__Extracted text__:

Cordia Engine Mounts
By slv_ab_gsr
Model Year Engine Trans Mount Part No.

AB, AC 84-85 4G37 Auto Front MT8343
AB, AC 84-85 4G37 Auto Insert MT8697
AB, AC 84-85 4G37 Auto Rear MT8691

AA, AB, AC 84-89 4G62T Auto/ Man Front MT8343
AA, AB, AC 84-89 4G62T Auto/ Man Insert MT8697
AA, AB, AC 84-89 4G62T Manual Rear MT8719
AA, AB, AC 84-89 4G62T Auto Rear MT8691

Note Part Number MT8343 is a 'complete' engine mount whereas
part number MT8697 is only an 'insert' for that mount.
All mounts are available at most repco stores.
Prices are.....All prices are GST included.
MT8343......$51.00
MT8719......$145.00
MT8697......$60.00

LSD
By Evo 85
Well, i have a 1.5 way KAAZ LSD which was custom built to suit the cordia box in my car. That cost me $1,700 & its worth every cent. Feel free to ask questions if need be....(Ask) Your mates at four'n'more

By Ssb2005
Ralliart LSD's are $1200 for the clutch type ones, i was recommended against the ramp and plate ones cos they are prone to shitting themselves in a bad way. i think we need an LSD FAQ thing but no one looks in FAQ any way.............
i was told by a mechanic that a Lancer GSR one bolts straight in also
phantom grip make one that will allegedly fit but i have heard varying reports about them
KAAZ ones fit as previously stated
some early Hyundai exel ones should fit also.

__Stated exercise 1__: In the Cordia engine mounts text, what is the listed price of part number MT8719?
__Stated exercise 2__: Write the next part of the Cordia parts text, starting after its final sentence.

__Data shown__:

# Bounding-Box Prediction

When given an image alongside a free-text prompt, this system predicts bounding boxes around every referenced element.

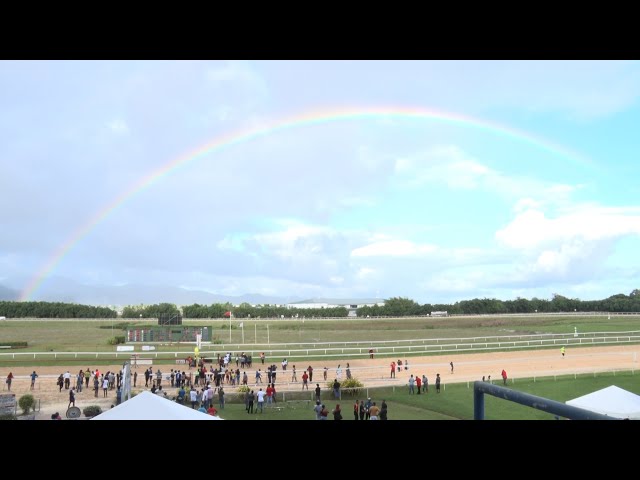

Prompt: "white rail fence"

__Exercise answer 1__: $145.00, GST included.

__Exercise answer 2__:
By Grumbly
(Edit)RPW sell em.(edit)

Valve clearence settings
By Coop1er
The Mitsubishi spec is: Intake 0.15mm, Exhaust 0.25mm done when
the engine is hot.

Firing order
1-3-4-2
Number 1 on the dizzy cap is the bottom plug, number 1 cylinder is on the timing belt side.

Ignition timing
By Coop1er
Since your Cordia is an AA or AB, the spec is 5 degrees BTDC @ idle with vacuum advance hose disconnected and plugged. Depending on what boost you run, it is pretty safe to bump the timing up to 10-12 BTDC.
By turbofan
10° BTDC +/- 2deg.@850 rpm
Sticker on rocker cover:
8° BTDC @ 800rpm

What fuel should I use in my Cordia GSR
Premium unleaded, 95-98 octane. There's no need for any additives.

What spark plugs should I use (NGK numbers)?
4g62 8v turbo: B7ES
4g63 8v turbo: B7ES
4g63 12v turbo: ?
4g63 16v turbo: BP6ES-11

What grade oil should I use?
Info Needed!


Suspension and Brakes

Front Suspension Bushings:
Most bushings for the front suspension are made by just about all of the aftermarket
urethane suppliers.
Except for:
Super Pro Polyurethane sway bar Bushings for Cordia GSR.
Sway Bar to link #SPF1021-26K, Sway bar to Strut arm mount #SPF1022. $32 for both kits.

Strut Mounts:
Moog, Part# K9849 $91 USD
Doorman, Part # 665384 $53USD
Generic strut mount made by Noltec Part # N44068 @ $220 per pair. Requires Drilling & fitting

Twin pot calipers
KR magna verada Twin pot calippers bolt up to TN,TM &TP Magna front hubs. However the TN,TM &TP Disks are 266mm, twin pot callipers require 276mm disks.
Looking at the dba catalog, the VR4 disks are the exact same dimentions as the KR except the VR4 has the 4-bolt stud pattern of the TN magnas.

By AAGSR
Yep, VR4, EVO and magna twin spots are all the same. The difference is in the brake line fittings

By astaroth
AAGSR - add pajero 276mm calipers to that list.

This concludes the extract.